▸ **Aim of the task**
The answer should be every line below, retyped exactly.

▸ **Given records**
-- -- --

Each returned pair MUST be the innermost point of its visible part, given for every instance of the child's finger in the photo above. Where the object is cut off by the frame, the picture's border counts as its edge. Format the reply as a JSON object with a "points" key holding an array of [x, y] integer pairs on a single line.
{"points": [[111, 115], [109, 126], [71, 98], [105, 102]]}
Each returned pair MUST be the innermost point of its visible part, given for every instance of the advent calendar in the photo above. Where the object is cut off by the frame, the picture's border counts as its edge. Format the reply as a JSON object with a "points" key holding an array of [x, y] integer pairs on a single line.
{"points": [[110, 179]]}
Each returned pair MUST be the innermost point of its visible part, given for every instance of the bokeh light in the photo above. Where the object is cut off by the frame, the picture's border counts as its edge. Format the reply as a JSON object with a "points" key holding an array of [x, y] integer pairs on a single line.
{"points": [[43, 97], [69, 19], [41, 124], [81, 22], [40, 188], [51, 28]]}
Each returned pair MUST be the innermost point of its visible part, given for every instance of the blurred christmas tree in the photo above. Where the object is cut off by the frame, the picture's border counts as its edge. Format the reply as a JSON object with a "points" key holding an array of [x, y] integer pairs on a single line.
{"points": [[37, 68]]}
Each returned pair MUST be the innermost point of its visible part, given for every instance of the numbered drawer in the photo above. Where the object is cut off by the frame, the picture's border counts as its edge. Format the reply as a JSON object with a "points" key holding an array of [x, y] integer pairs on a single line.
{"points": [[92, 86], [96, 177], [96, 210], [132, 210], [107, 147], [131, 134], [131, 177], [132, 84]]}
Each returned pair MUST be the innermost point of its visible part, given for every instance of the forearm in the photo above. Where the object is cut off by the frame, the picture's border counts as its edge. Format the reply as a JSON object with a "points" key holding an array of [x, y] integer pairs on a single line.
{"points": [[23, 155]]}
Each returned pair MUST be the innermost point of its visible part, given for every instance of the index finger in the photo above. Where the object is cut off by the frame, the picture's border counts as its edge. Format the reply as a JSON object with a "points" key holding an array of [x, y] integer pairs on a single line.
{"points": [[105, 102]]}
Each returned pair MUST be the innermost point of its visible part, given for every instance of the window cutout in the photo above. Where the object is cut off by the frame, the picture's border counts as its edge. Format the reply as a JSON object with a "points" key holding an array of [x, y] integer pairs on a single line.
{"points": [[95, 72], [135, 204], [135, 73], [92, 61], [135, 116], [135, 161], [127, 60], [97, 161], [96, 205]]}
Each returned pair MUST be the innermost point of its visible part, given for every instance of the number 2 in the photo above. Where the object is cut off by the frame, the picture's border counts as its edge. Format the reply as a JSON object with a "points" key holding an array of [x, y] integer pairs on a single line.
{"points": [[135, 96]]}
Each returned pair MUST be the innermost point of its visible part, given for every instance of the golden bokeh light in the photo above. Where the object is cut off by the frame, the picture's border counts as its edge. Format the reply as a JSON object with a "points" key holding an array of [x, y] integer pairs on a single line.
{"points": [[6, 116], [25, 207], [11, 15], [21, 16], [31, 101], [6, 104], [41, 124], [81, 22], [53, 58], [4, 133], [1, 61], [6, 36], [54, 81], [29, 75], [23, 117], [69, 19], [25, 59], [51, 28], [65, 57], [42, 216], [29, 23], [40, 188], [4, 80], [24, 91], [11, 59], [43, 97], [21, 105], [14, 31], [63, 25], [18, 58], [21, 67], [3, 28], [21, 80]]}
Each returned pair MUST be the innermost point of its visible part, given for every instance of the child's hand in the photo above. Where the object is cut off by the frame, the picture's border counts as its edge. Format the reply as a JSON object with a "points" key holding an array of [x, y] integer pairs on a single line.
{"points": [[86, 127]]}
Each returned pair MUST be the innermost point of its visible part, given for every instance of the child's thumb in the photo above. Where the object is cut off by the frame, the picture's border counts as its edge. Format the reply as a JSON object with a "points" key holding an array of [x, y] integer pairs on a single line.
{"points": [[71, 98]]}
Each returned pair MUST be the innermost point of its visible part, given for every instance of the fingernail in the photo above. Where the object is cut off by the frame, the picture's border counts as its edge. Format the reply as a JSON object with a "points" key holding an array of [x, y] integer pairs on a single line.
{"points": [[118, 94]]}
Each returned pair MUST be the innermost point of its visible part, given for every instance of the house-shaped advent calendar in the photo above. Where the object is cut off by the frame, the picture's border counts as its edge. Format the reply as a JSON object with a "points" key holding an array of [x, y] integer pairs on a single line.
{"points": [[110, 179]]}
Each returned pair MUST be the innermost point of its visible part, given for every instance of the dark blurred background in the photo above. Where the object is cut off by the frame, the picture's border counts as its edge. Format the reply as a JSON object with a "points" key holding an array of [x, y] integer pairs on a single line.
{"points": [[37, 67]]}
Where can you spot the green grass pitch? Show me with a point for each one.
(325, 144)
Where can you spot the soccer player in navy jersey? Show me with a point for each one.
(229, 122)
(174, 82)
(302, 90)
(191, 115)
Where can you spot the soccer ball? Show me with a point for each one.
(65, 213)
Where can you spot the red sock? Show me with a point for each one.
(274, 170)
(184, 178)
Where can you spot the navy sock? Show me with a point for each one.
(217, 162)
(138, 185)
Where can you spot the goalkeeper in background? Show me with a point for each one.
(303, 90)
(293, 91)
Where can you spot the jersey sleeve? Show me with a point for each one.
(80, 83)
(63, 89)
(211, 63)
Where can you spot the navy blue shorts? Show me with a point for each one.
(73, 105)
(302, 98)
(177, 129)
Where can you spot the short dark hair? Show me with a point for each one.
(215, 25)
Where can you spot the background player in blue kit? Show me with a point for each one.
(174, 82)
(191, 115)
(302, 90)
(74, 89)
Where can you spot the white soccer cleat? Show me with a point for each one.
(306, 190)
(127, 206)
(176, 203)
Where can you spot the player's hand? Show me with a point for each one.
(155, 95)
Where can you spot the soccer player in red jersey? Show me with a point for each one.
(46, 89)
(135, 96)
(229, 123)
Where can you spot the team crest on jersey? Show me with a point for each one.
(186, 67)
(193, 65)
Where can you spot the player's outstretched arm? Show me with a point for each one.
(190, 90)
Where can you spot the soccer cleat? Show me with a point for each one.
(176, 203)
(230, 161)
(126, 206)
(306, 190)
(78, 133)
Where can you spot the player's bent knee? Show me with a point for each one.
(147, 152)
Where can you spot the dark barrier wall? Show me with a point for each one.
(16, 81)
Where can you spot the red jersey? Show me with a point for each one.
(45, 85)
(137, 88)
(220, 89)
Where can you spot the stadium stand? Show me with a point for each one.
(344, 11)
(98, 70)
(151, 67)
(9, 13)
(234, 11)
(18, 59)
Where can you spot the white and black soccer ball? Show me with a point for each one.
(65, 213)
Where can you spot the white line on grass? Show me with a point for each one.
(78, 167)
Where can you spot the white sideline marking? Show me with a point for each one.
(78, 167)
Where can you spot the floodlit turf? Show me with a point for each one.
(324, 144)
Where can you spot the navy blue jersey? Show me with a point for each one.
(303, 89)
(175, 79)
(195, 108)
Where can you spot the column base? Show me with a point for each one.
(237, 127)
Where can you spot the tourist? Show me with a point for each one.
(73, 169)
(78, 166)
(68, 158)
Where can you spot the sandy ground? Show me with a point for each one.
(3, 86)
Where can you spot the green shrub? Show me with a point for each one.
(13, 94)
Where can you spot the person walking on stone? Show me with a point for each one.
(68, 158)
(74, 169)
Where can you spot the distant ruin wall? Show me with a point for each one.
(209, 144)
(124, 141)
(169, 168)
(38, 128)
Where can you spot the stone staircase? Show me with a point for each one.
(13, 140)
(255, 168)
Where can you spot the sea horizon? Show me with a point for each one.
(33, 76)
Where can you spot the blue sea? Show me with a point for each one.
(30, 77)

-- -- --

▸ **Your response**
Each returned pair MUST be the innermost point of its visible part, given for every instance of the child's finger in the photo above. Where the object is cut off by the frame, the picture's border counts as its edge. Format the reply as a JSON object with a "points" key holding an array of [x, y] integer pairs on a single line.
{"points": [[111, 115], [109, 126], [71, 98], [105, 102]]}
Each returned pair MUST be the innermost point of its visible part, given for every instance of the advent calendar in the photo above. Where the object is cut off by the frame, the picture's border counts as its edge. Format the reply as a JSON object with a "points" key holding an array of [x, y] integer pairs on a single line.
{"points": [[110, 179]]}
Each returned pair MUST be the innermost point of its visible part, given for every instance of the bokeh light in the photo above. Where the object is cut off by the frame, the picture's border counts as its edge. Format the reply as a JSON object with a "points" key holding an array of [x, y] integer pairs on a single line.
{"points": [[43, 97], [69, 19], [41, 124], [81, 22], [40, 188], [51, 28]]}
Each returned pair MUST be the innermost point of its visible part, given for every instance of the blurred christmas tree in the photo above. Where the object is cut off by the frame, the picture's border counts as its edge. Format the reply as a JSON object with a "points" key holding an array of [x, y] integer pairs on a single line.
{"points": [[37, 68]]}
Each returned pair MUST be the innermost point of its visible part, given for every instance of the numbered drawer in the photo above. Where the object is cut off by the frame, the picture's border counts as its edge. Format the reply as a JSON object with a "points" key holding an array of [x, y] integer pairs on a single line.
{"points": [[92, 86], [96, 177], [96, 210], [132, 210], [107, 147], [131, 134], [131, 177], [132, 84]]}
Each returned pair MUST be the innermost point of its visible part, given for every instance of the forearm in the photo above. Where the object is cut off by the frame, the picture's border counts as its edge. Format the reply as a JSON object with a "points" key holding an array of [x, y] integer pairs on a single line.
{"points": [[23, 155]]}
Each returned pair MUST be the innermost point of its visible part, given for every instance of the index finger in the photo above. Where the object is cut off by the frame, the picture's border counts as its edge. Format the reply as a JSON object with a "points" key holding an array of [x, y] integer pairs on a single line.
{"points": [[105, 102]]}
Each returned pair MUST be the innermost point of its visible part, given for every instance of the window cutout in the photo above. Where the object is cut off by the frame, the picture's border counts as its edge. Format the reply as a JSON object with a "points" key holding an array of [x, y] integer pairs on a single line.
{"points": [[95, 72], [135, 204], [135, 73], [92, 61], [135, 116], [135, 161], [127, 60], [97, 161], [96, 205]]}
Each returned pair MUST be the innermost point of its visible part, given for every instance of the number 2 in the photo above. Where the object is cut off by the frame, the picture's border counts as its edge. Format the reply as a JSON object with a "points" key holding an array of [x, y] integer pairs on a single line.
{"points": [[135, 96]]}
Each returned pair MUST be the innermost point of its visible part, given for every instance of the golden bokeh light in the photo above. Where the object is cut off by the frame, the picture's border counts as its edge. Format the reply as a JSON object with a "points" key holding an array of [x, y] integer pairs on a single line.
{"points": [[6, 116], [25, 207], [11, 15], [21, 16], [31, 101], [6, 104], [41, 124], [81, 22], [53, 58], [4, 133], [1, 61], [6, 36], [54, 81], [29, 75], [23, 117], [69, 19], [25, 59], [51, 28], [65, 57], [42, 216], [29, 23], [40, 188], [4, 80], [24, 91], [11, 59], [43, 97], [21, 105], [14, 31], [63, 25], [18, 58], [21, 67], [3, 28], [21, 80]]}
Each returned pair MUST be the innermost point of its visible part, given for every instance of the child's hand in the photo above. Where the object is cut off by the frame, the picture's border counts as its edge. Format the reply as a JSON object with a "points" key holding an array of [x, y] integer pairs on a single line.
{"points": [[86, 127]]}
Each returned pair MUST be the innermost point of its visible part, given for every instance of the child's thumb in the photo above. Where the object is cut off by the frame, the picture's border counts as its edge. Format the reply as a JSON object with a "points" key holding an array of [x, y] integer pairs on a single line.
{"points": [[71, 98]]}
Each returned pair MUST be the innermost point of its visible part, given for every instance of the fingernail in the photo above. Where the object is cut off by the frame, the picture's border counts as its edge. Format the reply as a JSON object with a "points" key holding an array of [x, y] integer pairs on a single line.
{"points": [[118, 94]]}
Each returned pair MUST be the innermost point of its visible part, given for every instance of the house-shaped advent calendar in the photo above. Where the object is cut off by the frame, the picture's border counts as its edge. Format the reply as a JSON object with a "points" key holding an array of [x, y] integer pairs on a single line.
{"points": [[110, 179]]}
Each returned pair MUST be the innermost point of its visible part, given for every instance of the dark blurred background in the photo above. Where the object is cut off by the frame, the picture's border counts as its edge. Format the reply as a JSON object with a "points" key holding an array of [x, y] integer pairs on a single line.
{"points": [[37, 67]]}
Where can you spot the green grass pitch? Show me with a point for each one.
(325, 144)
Where can you spot the soccer player in navy jersey? Show me with a point for each one.
(229, 122)
(174, 82)
(302, 90)
(191, 115)
Where can you spot the soccer ball? Show me with a point for each one.
(65, 213)
Where can you spot the red sock? Show me with a point for each one.
(274, 170)
(184, 178)
Where can you spot the navy sock? Show me with a point for each one.
(217, 162)
(138, 185)
Where can you spot the goalkeeper in background? Show me with a point for each one.
(303, 90)
(293, 91)
Where can you spot the jersey sleeve? Show me with a point for each one.
(80, 83)
(63, 89)
(211, 63)
Where can you spot the navy blue shorts? Show me with a point for each one.
(73, 105)
(302, 98)
(177, 129)
Where can you spot the short dark hair? Show me with a point for each one.
(215, 25)
Where can you spot the background player in blue kit? Show me with a point for each one.
(174, 82)
(191, 115)
(302, 90)
(74, 89)
Where can you spot the white soccer cleat? Show me with a point for each one.
(306, 190)
(127, 206)
(176, 203)
Where can you spot the player's hand? Show me with a point for each one.
(155, 95)
Where can you spot the soccer player in red jersey? Show me with a point for each one.
(46, 89)
(135, 96)
(229, 123)
Where can you spot the team crest on jersey? Show me with a point for each one.
(186, 67)
(193, 65)
Where can you spot the player's outstretched arm? Show me with a point for each one.
(190, 90)
Where can you spot the soccer cleat? Show me with a point for each one.
(176, 203)
(230, 161)
(126, 206)
(306, 190)
(78, 133)
Where can you spot the player's bent knee? Show me with a point for each one.
(147, 152)
Where can you spot the dark barrier wall? Show me with a point for each one.
(16, 81)
Where can you spot the red jersey? Show me with a point for each one.
(45, 85)
(137, 88)
(220, 89)
Where can you spot the stadium stand? Show me with a point for each one.
(344, 11)
(98, 70)
(151, 67)
(9, 13)
(234, 11)
(18, 59)
Where can you spot the white and black soccer ball? Show me with a point for each one.
(65, 213)
Where can you spot the white line on grass? Show me with a point for each one.
(78, 167)
Where can you spot the white sideline marking? Show me with a point for each one.
(78, 167)
Where can you spot the floodlit turf? Show me with a point for each one.
(324, 144)
Where can you spot the navy blue jersey? Show me with a point for each one.
(303, 89)
(175, 79)
(195, 108)
Where can you spot the column base? Show me with a point for each one.
(237, 127)
Where can you spot the tourist? Show me with a point for each one.
(73, 169)
(78, 166)
(68, 158)
Where can you spot the sandy ground? Show me with a point for each one.
(3, 86)
Where can you spot the green shrub? Show me with a point for each one.
(13, 94)
Where can you spot the person walking on stone? Show me with a point for each one.
(68, 158)
(74, 169)
Where can you spot the distant ruin wall? Show me with a point for each one.
(209, 144)
(124, 141)
(169, 168)
(38, 128)
Where can you spot the stone staircase? Show me with a point for each one.
(13, 140)
(255, 168)
Where can you spot the sea horizon? Show me with a point for each one.
(33, 76)
Where can you spot the blue sea? Show me with a point for each one.
(30, 77)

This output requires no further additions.